== Information shown ==
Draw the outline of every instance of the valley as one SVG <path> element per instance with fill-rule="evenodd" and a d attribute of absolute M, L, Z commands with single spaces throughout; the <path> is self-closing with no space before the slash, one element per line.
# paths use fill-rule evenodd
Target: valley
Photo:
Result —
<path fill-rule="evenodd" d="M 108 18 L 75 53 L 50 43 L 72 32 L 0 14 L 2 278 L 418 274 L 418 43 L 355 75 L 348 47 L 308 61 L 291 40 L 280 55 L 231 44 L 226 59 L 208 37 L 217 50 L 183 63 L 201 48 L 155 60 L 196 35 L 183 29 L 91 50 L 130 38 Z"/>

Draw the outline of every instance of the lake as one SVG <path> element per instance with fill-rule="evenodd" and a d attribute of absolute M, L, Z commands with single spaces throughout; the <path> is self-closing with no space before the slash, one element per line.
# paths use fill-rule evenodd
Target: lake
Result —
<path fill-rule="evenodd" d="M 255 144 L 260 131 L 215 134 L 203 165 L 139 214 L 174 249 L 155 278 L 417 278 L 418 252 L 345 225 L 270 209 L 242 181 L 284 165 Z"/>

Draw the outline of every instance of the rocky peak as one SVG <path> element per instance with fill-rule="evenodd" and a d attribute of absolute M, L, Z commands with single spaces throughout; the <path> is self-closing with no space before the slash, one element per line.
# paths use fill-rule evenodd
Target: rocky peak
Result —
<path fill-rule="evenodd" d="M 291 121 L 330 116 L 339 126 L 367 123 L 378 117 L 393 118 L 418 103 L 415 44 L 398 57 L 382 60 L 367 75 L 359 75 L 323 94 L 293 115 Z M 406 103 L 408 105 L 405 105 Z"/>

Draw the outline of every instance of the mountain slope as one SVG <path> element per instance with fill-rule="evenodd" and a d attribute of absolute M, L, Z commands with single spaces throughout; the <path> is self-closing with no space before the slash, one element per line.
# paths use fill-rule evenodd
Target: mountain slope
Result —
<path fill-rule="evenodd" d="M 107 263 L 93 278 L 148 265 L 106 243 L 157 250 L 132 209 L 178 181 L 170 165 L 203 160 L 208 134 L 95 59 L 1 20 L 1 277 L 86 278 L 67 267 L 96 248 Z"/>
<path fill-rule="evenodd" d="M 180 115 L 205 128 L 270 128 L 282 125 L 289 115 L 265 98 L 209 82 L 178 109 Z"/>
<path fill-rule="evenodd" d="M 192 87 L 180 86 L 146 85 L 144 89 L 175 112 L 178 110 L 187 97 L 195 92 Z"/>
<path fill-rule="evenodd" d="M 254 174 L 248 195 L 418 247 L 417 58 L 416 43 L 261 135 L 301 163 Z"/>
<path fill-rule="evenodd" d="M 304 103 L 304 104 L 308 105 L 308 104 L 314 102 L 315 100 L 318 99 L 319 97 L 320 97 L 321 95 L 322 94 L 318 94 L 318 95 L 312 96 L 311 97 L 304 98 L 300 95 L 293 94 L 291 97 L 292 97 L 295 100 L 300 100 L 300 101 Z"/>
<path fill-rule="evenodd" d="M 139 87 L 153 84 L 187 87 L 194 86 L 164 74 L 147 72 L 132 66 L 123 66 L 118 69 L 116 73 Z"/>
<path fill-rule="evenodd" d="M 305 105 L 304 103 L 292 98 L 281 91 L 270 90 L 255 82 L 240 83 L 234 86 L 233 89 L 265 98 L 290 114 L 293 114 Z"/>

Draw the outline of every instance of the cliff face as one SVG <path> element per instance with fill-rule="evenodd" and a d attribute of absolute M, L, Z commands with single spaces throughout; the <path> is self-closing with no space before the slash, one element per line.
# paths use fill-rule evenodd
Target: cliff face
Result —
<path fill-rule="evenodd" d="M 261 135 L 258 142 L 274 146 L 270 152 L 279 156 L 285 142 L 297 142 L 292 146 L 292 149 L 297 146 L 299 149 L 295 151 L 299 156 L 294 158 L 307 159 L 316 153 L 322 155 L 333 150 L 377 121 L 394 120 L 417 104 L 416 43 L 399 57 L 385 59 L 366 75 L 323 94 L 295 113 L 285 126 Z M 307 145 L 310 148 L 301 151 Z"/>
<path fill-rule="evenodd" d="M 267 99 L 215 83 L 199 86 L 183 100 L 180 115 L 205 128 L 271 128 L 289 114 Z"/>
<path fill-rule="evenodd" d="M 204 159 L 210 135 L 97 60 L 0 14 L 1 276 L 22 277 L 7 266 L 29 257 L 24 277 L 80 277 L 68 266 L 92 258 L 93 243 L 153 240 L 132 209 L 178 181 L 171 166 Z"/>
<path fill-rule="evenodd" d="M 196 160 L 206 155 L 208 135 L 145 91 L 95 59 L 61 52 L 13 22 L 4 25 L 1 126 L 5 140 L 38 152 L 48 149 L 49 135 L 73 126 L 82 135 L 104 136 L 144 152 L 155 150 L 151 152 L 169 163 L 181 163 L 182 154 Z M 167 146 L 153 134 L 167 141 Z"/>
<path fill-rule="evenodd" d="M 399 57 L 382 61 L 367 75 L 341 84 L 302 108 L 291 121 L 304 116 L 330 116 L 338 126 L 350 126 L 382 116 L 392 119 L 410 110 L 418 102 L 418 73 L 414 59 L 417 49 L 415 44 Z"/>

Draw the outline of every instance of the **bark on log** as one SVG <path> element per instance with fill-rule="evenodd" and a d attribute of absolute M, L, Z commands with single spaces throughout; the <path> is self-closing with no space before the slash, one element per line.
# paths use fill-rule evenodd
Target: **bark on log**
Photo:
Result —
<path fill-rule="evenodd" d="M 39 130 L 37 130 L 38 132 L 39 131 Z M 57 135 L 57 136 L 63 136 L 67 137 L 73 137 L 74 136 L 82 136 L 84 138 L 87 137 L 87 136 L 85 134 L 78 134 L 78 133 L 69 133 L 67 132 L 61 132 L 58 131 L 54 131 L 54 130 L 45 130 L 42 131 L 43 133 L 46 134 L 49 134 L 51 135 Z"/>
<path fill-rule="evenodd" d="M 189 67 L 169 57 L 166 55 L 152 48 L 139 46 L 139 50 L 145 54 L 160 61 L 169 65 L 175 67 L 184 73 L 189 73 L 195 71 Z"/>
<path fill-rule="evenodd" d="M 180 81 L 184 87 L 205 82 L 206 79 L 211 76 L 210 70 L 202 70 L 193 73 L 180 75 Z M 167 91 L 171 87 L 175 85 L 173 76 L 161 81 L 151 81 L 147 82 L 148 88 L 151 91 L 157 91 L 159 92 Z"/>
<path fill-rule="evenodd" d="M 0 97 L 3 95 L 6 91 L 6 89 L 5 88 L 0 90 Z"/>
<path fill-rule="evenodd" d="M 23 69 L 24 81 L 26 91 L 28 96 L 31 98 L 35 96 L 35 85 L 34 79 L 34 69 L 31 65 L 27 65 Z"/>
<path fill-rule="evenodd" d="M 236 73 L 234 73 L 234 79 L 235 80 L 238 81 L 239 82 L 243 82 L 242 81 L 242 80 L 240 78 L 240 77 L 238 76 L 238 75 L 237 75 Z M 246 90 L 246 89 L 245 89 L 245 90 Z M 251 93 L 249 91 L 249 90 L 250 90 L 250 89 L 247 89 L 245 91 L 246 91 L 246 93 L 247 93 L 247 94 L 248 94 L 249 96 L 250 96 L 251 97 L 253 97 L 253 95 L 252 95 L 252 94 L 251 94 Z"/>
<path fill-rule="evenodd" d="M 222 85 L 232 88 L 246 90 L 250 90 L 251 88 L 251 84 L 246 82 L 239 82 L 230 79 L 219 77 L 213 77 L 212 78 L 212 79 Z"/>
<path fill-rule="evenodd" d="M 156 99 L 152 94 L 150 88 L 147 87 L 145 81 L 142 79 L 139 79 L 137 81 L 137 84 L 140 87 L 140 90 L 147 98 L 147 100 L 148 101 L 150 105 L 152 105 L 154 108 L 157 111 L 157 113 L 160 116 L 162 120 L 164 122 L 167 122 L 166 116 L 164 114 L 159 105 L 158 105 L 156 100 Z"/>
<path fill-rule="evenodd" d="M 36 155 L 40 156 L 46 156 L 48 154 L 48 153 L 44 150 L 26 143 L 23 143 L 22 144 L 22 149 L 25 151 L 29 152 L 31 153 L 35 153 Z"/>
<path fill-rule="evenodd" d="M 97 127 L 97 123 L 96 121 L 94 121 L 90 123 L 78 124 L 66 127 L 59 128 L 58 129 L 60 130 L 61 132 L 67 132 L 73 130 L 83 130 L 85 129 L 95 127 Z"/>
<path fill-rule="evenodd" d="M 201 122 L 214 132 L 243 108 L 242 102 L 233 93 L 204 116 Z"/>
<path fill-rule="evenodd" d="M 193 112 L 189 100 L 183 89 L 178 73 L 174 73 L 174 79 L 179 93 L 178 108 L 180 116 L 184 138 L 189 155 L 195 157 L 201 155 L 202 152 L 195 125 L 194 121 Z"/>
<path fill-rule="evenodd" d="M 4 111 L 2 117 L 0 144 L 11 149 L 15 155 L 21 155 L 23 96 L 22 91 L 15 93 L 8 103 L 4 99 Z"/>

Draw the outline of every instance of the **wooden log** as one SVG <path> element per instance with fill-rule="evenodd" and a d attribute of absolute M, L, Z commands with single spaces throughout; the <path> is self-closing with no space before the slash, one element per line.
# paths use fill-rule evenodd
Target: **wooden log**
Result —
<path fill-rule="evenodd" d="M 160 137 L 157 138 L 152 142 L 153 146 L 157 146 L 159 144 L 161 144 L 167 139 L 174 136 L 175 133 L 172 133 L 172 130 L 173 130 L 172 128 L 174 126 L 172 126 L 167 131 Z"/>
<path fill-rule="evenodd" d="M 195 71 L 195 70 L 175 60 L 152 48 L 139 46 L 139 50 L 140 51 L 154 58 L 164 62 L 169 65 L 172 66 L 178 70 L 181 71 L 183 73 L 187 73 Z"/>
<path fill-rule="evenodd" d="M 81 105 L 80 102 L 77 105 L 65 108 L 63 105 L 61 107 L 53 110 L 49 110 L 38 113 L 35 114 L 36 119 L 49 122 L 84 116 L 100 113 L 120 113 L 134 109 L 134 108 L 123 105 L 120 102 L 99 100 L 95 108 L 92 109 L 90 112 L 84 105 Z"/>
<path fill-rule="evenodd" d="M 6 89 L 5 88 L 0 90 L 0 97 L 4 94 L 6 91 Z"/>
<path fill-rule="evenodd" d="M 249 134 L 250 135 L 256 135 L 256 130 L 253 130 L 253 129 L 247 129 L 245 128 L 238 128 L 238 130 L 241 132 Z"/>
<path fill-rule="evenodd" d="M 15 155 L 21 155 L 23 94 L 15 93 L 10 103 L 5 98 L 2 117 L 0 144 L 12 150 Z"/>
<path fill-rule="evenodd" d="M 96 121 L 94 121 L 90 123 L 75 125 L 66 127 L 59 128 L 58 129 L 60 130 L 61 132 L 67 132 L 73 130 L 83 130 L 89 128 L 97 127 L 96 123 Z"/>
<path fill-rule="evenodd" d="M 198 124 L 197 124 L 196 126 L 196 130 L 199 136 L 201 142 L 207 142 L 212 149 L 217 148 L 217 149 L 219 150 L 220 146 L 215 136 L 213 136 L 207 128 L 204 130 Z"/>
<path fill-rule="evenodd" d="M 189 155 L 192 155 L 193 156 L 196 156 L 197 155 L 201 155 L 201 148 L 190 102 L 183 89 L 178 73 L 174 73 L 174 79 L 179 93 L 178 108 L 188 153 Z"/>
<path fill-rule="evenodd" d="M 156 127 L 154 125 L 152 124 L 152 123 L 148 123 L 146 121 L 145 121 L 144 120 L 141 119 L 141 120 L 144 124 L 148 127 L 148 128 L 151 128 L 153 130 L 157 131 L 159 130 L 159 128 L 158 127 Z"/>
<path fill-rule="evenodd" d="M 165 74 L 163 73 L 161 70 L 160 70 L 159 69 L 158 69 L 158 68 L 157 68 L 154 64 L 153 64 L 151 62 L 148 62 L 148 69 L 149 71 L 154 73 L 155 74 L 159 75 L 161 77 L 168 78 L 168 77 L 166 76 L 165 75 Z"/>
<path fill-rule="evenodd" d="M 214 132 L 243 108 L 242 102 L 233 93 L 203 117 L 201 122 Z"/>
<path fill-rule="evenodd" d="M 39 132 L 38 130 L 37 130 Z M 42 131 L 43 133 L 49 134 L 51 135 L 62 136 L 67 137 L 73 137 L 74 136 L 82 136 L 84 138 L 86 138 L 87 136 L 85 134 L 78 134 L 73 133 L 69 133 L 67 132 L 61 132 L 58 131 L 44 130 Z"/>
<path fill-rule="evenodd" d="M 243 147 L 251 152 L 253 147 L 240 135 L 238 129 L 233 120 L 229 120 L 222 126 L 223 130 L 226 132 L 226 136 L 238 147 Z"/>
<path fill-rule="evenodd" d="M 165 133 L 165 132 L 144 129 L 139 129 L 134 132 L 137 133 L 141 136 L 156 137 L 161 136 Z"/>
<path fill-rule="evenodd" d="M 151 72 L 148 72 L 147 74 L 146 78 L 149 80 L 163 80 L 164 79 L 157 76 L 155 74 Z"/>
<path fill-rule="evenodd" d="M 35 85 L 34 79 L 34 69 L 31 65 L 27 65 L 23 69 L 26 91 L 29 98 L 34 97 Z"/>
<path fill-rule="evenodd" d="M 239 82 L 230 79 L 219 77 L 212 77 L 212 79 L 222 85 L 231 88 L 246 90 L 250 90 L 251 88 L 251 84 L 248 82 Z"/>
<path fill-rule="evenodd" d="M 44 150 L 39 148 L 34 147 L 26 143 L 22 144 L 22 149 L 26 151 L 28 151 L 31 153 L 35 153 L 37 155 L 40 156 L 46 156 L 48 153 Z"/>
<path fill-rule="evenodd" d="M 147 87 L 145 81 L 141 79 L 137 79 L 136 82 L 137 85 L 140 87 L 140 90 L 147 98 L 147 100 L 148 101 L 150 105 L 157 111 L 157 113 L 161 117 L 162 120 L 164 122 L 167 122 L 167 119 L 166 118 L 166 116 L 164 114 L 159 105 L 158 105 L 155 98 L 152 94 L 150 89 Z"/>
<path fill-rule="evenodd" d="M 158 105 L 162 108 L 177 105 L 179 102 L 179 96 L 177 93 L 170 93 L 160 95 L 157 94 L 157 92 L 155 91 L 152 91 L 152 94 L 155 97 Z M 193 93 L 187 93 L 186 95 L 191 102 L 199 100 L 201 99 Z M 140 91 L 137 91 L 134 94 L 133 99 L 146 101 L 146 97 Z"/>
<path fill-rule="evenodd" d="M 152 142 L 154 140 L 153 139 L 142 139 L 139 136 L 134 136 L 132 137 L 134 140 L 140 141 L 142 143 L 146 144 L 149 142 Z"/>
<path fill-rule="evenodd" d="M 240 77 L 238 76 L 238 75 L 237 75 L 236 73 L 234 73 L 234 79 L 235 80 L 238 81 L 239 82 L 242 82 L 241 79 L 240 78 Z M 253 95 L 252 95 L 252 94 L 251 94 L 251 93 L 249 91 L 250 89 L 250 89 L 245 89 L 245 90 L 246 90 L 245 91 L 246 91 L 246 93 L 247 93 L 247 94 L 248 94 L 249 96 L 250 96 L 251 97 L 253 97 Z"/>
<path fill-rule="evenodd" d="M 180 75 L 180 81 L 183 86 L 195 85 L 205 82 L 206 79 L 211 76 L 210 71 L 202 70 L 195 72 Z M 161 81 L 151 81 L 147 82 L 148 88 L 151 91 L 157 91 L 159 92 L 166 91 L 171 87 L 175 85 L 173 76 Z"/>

== Work required ==
Render the records from their first line through the line containing "291 121 L 330", both included, as a Markdown table with the columns Row and Line. Number each line in the Row column and skip blank lines.

== Answer in full ==
| Row | Line |
|---|---|
| 1 | Draw the outline of every instance of the valley as one SVG <path> element per instance with fill-rule="evenodd" and a d attribute of absolute M, L, Z commands with single spaces throughout; the <path> is self-closing with no space before the slash, one element per line. |
| 2 | # paths use fill-rule evenodd |
| 3 | Target: valley |
| 4 | Photo: |
| 5 | Result — |
| 6 | <path fill-rule="evenodd" d="M 108 18 L 75 53 L 50 43 L 72 32 L 0 14 L 2 278 L 418 274 L 418 43 L 355 75 L 348 47 L 308 61 L 291 40 L 280 55 L 231 44 L 226 59 L 208 37 L 217 50 L 183 63 L 201 48 L 155 60 L 196 35 L 183 29 L 91 50 L 130 38 Z"/> |
| 7 | Draw the outline of every instance of the lake as one SVG <path> element per instance with fill-rule="evenodd" and a d attribute of absolute M, L, Z commands with single spaces throughout; the <path> is self-closing with no space before the slash, one element per line. |
| 8 | # paths use fill-rule evenodd |
| 9 | Target: lake |
| 10 | Result — |
| 11 | <path fill-rule="evenodd" d="M 255 144 L 260 131 L 215 134 L 203 165 L 139 214 L 174 249 L 155 278 L 417 278 L 418 252 L 345 225 L 270 209 L 242 181 L 284 165 Z"/> |
| 12 | Draw the outline of every instance of the rocky peak as one SVG <path> element per instance with fill-rule="evenodd" and a d attribute of absolute M, L, Z commands with single spaces throughout; the <path> is self-closing with no space before the slash, one element per line. |
| 13 | # paths use fill-rule evenodd |
| 14 | Target: rocky peak |
| 15 | Result — |
| 16 | <path fill-rule="evenodd" d="M 291 121 L 330 116 L 339 126 L 367 123 L 378 117 L 393 118 L 418 103 L 415 44 L 398 57 L 382 60 L 367 75 L 359 75 L 323 94 L 293 115 Z M 406 103 L 408 105 L 405 105 Z"/> |